What is required.
The reply should consist solely of the lines from the one that holds "the desert sand" through the last line of the material, reproduced exactly; no pictures belong in it.
'''
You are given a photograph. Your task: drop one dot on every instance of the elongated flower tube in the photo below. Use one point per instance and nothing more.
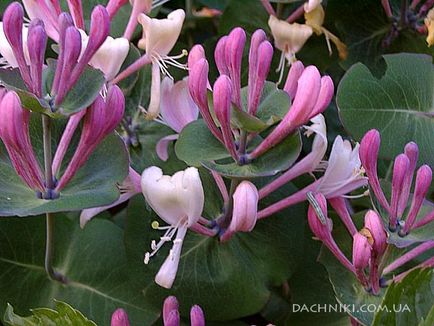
(48, 12)
(234, 48)
(110, 56)
(159, 37)
(179, 201)
(197, 317)
(99, 30)
(222, 108)
(343, 173)
(197, 84)
(170, 304)
(423, 182)
(400, 170)
(260, 71)
(129, 188)
(100, 120)
(120, 318)
(294, 75)
(76, 10)
(289, 38)
(375, 226)
(369, 147)
(113, 7)
(177, 110)
(308, 89)
(14, 132)
(361, 256)
(13, 30)
(411, 150)
(309, 163)
(7, 52)
(245, 210)
(36, 43)
(321, 227)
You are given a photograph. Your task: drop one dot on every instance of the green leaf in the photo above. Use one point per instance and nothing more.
(93, 185)
(277, 159)
(82, 94)
(229, 280)
(197, 146)
(63, 315)
(92, 259)
(402, 100)
(409, 301)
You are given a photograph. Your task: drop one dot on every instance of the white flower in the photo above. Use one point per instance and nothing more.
(179, 201)
(7, 52)
(344, 172)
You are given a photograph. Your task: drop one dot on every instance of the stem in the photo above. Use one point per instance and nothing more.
(46, 126)
(55, 276)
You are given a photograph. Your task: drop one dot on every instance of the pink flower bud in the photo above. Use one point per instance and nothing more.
(265, 55)
(412, 152)
(361, 256)
(76, 10)
(220, 56)
(369, 147)
(325, 96)
(294, 74)
(400, 169)
(197, 82)
(120, 318)
(197, 317)
(196, 53)
(375, 225)
(13, 29)
(257, 38)
(36, 43)
(173, 319)
(14, 132)
(321, 227)
(307, 93)
(113, 7)
(170, 304)
(99, 30)
(245, 210)
(423, 182)
(70, 54)
(222, 108)
(233, 55)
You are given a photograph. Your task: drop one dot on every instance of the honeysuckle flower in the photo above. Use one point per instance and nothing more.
(6, 51)
(322, 226)
(421, 188)
(429, 23)
(288, 38)
(245, 210)
(159, 37)
(311, 5)
(369, 148)
(361, 256)
(315, 19)
(110, 55)
(312, 96)
(177, 110)
(100, 120)
(309, 163)
(344, 172)
(14, 132)
(197, 317)
(120, 318)
(130, 187)
(178, 200)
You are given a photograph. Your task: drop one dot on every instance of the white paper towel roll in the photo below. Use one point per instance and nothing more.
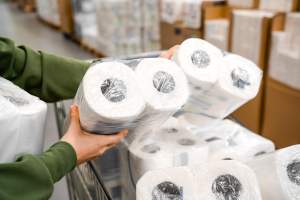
(108, 98)
(200, 61)
(236, 81)
(240, 143)
(164, 87)
(29, 116)
(278, 173)
(167, 147)
(173, 183)
(226, 180)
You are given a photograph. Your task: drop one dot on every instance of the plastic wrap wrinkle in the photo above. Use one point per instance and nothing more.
(26, 134)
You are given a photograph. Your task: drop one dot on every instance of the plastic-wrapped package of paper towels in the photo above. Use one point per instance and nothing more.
(166, 147)
(226, 180)
(171, 183)
(219, 85)
(113, 97)
(279, 173)
(22, 121)
(229, 140)
(222, 180)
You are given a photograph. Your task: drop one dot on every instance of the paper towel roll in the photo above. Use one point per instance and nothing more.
(278, 173)
(164, 87)
(167, 147)
(224, 180)
(29, 116)
(173, 183)
(241, 144)
(238, 82)
(108, 98)
(200, 61)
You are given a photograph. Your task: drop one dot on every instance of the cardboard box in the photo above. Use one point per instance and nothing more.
(176, 33)
(172, 34)
(281, 121)
(66, 16)
(251, 113)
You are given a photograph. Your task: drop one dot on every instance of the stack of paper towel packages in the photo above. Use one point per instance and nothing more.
(22, 121)
(197, 154)
(285, 53)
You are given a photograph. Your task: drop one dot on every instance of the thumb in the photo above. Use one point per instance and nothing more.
(74, 115)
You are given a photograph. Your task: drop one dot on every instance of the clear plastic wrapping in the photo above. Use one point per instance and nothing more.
(22, 121)
(113, 97)
(278, 173)
(220, 180)
(218, 84)
(247, 30)
(217, 33)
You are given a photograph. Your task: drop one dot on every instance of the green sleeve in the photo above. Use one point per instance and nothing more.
(47, 76)
(32, 177)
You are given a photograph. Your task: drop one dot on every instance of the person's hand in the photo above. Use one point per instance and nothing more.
(86, 145)
(169, 53)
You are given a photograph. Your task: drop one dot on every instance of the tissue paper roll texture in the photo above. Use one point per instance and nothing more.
(173, 183)
(223, 180)
(241, 144)
(9, 131)
(164, 87)
(30, 116)
(216, 32)
(108, 98)
(278, 173)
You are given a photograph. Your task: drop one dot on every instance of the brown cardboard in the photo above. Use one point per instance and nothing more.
(251, 113)
(172, 34)
(281, 121)
(66, 16)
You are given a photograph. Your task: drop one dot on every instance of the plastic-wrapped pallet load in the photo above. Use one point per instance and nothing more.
(224, 180)
(229, 140)
(171, 11)
(219, 85)
(140, 100)
(217, 33)
(278, 5)
(28, 114)
(247, 32)
(278, 174)
(243, 3)
(171, 183)
(285, 53)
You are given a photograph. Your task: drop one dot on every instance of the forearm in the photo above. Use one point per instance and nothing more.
(47, 76)
(32, 177)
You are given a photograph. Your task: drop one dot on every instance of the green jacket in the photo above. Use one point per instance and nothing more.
(51, 78)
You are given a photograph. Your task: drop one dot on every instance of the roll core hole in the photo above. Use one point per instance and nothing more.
(167, 190)
(293, 172)
(186, 142)
(240, 78)
(114, 90)
(227, 187)
(200, 58)
(163, 82)
(151, 148)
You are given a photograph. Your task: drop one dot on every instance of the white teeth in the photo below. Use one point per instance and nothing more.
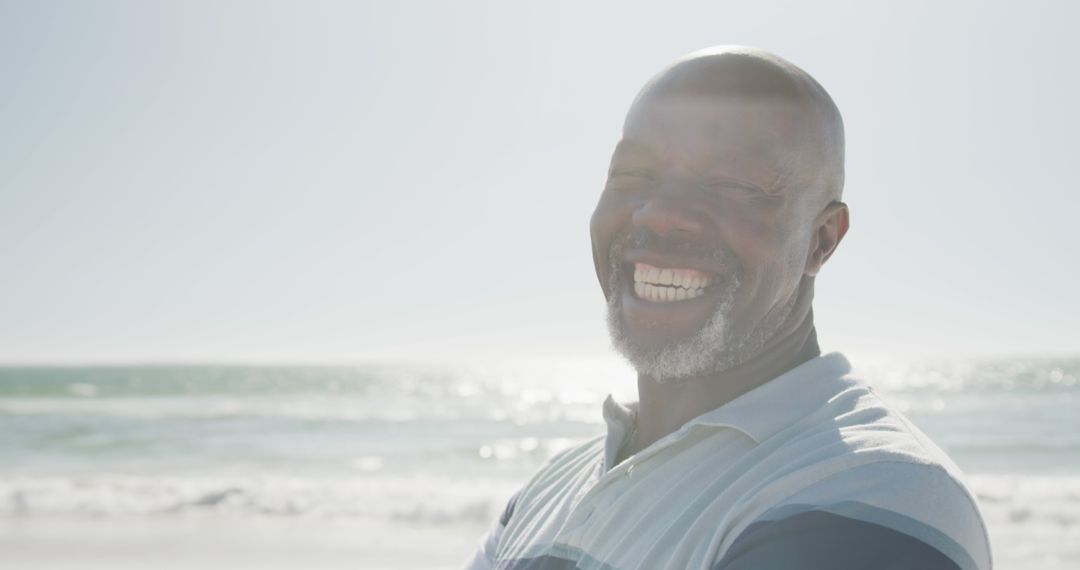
(666, 285)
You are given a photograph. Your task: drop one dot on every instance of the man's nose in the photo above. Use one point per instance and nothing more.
(665, 215)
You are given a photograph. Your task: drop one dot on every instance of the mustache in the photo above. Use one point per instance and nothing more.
(639, 238)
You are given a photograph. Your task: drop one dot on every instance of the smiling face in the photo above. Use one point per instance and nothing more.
(704, 230)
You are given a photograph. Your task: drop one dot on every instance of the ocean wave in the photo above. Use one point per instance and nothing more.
(416, 499)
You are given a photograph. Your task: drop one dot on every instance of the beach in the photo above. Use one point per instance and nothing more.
(405, 466)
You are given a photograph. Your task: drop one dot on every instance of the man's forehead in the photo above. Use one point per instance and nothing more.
(752, 139)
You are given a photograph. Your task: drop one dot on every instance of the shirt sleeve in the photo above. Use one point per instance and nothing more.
(885, 515)
(820, 540)
(484, 557)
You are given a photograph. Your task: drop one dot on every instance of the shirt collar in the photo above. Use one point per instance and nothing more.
(760, 412)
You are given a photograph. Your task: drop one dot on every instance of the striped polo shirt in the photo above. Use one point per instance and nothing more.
(811, 470)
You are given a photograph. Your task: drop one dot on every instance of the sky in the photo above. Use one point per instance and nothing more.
(345, 181)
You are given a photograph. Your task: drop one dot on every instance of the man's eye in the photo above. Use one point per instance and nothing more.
(630, 173)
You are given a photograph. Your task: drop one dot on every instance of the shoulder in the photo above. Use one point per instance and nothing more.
(561, 472)
(860, 486)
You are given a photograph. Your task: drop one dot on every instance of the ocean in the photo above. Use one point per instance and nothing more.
(397, 466)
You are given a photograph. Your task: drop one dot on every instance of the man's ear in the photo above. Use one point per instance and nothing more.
(829, 228)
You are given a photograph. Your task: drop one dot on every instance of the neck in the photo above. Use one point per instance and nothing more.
(665, 407)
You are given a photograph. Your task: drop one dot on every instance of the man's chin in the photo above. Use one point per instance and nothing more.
(652, 351)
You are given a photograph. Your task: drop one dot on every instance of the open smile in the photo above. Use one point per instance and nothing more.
(658, 284)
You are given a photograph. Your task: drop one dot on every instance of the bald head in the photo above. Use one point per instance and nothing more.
(751, 77)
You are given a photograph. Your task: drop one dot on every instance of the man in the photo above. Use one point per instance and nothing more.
(747, 448)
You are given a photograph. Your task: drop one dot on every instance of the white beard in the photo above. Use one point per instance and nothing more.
(707, 350)
(713, 349)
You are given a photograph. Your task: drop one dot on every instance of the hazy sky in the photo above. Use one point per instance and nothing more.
(345, 180)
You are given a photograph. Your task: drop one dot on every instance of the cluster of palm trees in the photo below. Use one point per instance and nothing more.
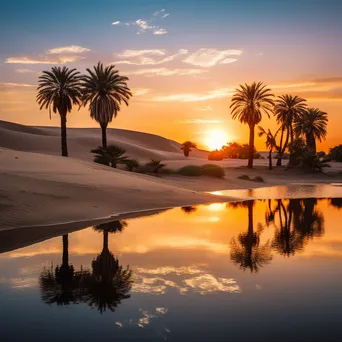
(102, 89)
(296, 121)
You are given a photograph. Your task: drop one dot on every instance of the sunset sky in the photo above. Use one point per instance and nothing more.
(184, 58)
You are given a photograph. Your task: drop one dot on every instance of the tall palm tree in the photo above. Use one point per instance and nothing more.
(187, 146)
(312, 124)
(104, 90)
(287, 110)
(249, 103)
(270, 143)
(60, 89)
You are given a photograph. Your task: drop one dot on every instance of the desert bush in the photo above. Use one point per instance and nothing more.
(212, 170)
(258, 179)
(244, 177)
(190, 170)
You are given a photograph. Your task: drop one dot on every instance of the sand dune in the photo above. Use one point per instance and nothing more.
(142, 146)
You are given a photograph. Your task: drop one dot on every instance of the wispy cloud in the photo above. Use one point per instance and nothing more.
(200, 121)
(194, 97)
(68, 49)
(160, 31)
(205, 108)
(166, 72)
(210, 57)
(147, 25)
(137, 53)
(42, 60)
(143, 57)
(141, 91)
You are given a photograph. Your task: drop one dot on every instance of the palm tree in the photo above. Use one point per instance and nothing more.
(270, 143)
(111, 155)
(287, 110)
(246, 251)
(63, 285)
(312, 124)
(335, 153)
(104, 90)
(60, 89)
(248, 105)
(109, 282)
(187, 146)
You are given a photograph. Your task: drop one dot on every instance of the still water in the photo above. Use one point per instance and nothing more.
(264, 270)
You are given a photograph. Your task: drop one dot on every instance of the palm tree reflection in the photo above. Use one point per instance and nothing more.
(109, 283)
(62, 285)
(246, 250)
(299, 222)
(104, 288)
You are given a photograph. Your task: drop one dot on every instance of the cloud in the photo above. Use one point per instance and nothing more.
(200, 121)
(205, 108)
(68, 49)
(210, 57)
(140, 91)
(25, 71)
(142, 59)
(160, 31)
(42, 60)
(194, 97)
(166, 72)
(147, 25)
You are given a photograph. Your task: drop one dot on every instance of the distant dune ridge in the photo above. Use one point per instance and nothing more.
(39, 187)
(142, 146)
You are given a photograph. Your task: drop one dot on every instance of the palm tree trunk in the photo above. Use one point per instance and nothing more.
(64, 135)
(280, 154)
(105, 240)
(251, 146)
(65, 258)
(104, 135)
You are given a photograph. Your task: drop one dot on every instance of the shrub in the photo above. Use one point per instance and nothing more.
(244, 177)
(190, 170)
(212, 170)
(258, 179)
(216, 155)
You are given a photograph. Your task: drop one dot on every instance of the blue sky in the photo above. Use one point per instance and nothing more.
(189, 54)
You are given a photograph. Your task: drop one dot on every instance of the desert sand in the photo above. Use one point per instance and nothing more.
(40, 188)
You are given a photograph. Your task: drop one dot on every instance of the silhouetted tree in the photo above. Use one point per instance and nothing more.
(104, 90)
(60, 89)
(187, 146)
(312, 124)
(109, 283)
(61, 286)
(246, 250)
(287, 110)
(248, 105)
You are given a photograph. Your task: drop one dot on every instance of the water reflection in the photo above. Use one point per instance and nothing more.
(62, 285)
(246, 250)
(104, 288)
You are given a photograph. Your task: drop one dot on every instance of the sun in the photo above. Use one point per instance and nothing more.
(216, 139)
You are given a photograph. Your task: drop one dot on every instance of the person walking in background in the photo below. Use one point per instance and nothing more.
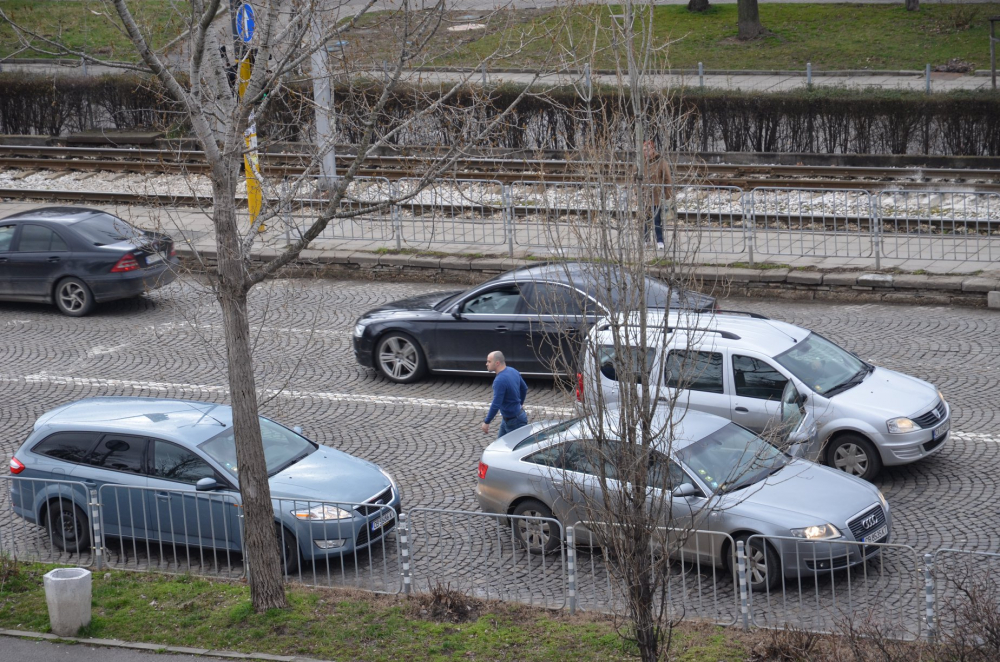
'''
Written solution.
You are given a photograph. Your task: drop one dot on every instance of the desert sand in the photo above. Use one point per instance and nothing more.
(40, 188)
You are given a photograph. Your task: drop one dot on every instance of the silhouetted tree in the photo above. Use one point per instance and nothing more.
(104, 90)
(60, 89)
(187, 146)
(312, 124)
(109, 283)
(61, 286)
(246, 250)
(287, 110)
(248, 105)
You are given a photograph. Your task: drop one dot on every instance of the water reflection in the photo above. Use one point per instance and nothing more.
(62, 285)
(246, 250)
(104, 288)
You are given a photograph. Your task: drop one dot on every instance of the sun in the photo above. Use one point per instance and nothing more.
(216, 139)
You are given a photograph. Your task: drop one dot on every instance of the person walking in background in the photo below. Use one point per instance and nothing more.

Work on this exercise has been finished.